[To be done] In the piece on the Nalchik fighting, Nalchik is named as the capital of which republic?

### Page ###

Nothing gives the lie to frequent speculation of effective anti-U.S. alliances among Russia, China [sometimes India despite its flirtation with Washington] and some of the former Soviet republics than the events in mid-October in Nalchik. This city is capital of Kabardino-Balkaria, a semi-autonomous Rusian republic in the Caucasus mountains. During two days’ bitter urban warfare, Moscow proved once again its now decade-long two wars to subdue breakaway neighboring Chechnya Moslems has failed miserably.

In fact, the ethnic-based conflict usurped by Islamic fanatics is spreading, threatening to erode the whole Russian southern flank and more. There was not much, either, to suggest Russian suppression tactics are still anything but brutish. Writing in The Moscow Times, Yulia Latynina of Ekho Moskvy radio: “The main goal of the Nalchik raid was to force the authorities to fight terror with terror, because terror mixed with incompetence and corruption produces many more militants than it eliminates.” The episiode was cloaked in the usual confused officialese. But after special forces subdued the rebels, Moscow claimed more than 90 attackers were killed, but admitted 35 policemen and 9 civilians also died.

The terrorists achieved their aim: witnesses reported near chaos with wounded ferried in cars, repeated blasts across the city, threatening helicopters hovering overhead, buildings burning and terrorists car-jacking to escape. There were inevitable Internet counter claims by Shamil Basayev, Russia’s most notrious terrorist Chechen leader at large, claiming he masterminded the attack by what he called the “Caucasus Front”. Fact is, most of the fighters appeared to be locals which is even more worrying for Moscow.

As the terrorism spreads northward, into areas of mixed Moslem and Orthodox populations, tactics on both sides ignite old passions. They aggravate tensions in important Russian Federation areas with large Moslem minorities among 30-odd ethnic groups — e.g., Tatarstan, total population 4 million, about half Russian — and in now independent former Central Asian republics with large Russian Slav minorities [e.g., one third of Kazakhstan’s 20 million]. There are also lots of Moslems in Russia’s major cities — more than a million in Moscow alone. With Russia’s catastrophic declinning population but a rapid increase among its Moslemnon-Slav [from whom its armed forces are increasingly drawn], the long term threat is obvious.

Although Moscow claims its forces performed better than in other recent disastrous encounters, lack of Russian professionalism explains in part tactical successes of the terrorists. Perhaps even more important, the sorry Russian tale of unrestrained counterterror and corruption is damaging the supposed joint effort with the U.S. and its allies to suppress international Islamofascism. Moscow’s failures reinforce the confusion in some West European human rights circles about the Chechen insurgency, whatever its original justification. Its links to international terrorism has made it as much of a totem as “Palestine” for Islamicist propagandists.

### Data section ###

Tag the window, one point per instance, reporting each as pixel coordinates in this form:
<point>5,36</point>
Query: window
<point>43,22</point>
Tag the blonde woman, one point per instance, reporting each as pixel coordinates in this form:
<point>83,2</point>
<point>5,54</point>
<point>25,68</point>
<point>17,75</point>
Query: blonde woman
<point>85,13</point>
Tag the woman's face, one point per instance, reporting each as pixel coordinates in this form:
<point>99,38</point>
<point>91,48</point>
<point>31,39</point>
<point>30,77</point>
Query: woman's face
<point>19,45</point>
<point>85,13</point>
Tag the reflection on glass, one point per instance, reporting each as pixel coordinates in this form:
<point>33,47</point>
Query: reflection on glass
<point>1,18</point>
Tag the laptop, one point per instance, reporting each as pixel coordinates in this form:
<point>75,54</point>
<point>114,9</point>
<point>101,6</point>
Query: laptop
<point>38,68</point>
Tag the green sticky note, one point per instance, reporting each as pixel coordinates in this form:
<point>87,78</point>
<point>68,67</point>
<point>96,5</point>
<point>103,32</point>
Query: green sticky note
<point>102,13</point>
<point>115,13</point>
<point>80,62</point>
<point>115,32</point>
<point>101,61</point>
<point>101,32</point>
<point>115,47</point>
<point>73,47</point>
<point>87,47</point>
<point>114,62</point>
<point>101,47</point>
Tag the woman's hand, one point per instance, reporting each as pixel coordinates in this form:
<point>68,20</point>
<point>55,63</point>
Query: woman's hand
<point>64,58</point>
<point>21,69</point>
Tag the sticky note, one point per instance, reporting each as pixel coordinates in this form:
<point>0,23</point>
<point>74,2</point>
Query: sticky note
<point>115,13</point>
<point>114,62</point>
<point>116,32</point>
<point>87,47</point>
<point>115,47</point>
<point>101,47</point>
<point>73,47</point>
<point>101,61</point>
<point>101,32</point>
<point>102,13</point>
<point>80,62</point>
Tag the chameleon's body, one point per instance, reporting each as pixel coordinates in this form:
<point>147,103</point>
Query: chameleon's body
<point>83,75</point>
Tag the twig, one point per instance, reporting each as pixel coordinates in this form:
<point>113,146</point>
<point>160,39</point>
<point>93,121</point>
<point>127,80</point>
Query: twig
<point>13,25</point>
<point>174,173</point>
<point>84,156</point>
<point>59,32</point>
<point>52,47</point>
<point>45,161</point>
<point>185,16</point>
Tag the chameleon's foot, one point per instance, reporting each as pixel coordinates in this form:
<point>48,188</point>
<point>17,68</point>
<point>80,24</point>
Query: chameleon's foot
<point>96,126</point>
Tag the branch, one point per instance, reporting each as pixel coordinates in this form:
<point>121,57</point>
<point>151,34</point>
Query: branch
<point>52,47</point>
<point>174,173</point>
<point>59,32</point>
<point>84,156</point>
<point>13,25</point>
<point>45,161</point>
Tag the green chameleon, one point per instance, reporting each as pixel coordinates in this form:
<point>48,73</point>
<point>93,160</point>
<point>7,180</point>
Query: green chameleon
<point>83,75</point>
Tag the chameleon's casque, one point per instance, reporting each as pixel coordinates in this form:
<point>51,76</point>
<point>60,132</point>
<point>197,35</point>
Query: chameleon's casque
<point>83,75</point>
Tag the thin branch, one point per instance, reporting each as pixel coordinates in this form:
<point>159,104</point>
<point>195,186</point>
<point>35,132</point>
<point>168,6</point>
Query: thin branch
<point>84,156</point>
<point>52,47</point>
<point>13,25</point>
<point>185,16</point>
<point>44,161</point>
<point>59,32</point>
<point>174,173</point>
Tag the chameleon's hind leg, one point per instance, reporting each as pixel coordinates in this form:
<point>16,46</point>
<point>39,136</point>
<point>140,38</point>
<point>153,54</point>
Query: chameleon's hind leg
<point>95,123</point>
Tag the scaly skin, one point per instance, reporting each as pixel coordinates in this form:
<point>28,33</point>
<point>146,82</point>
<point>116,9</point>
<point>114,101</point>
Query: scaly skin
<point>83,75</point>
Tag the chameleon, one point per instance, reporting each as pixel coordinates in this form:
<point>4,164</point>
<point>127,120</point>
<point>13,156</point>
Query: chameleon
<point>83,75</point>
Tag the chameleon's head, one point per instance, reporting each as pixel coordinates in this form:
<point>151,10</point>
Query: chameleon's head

###

[Result below] Kabardino-Balkaria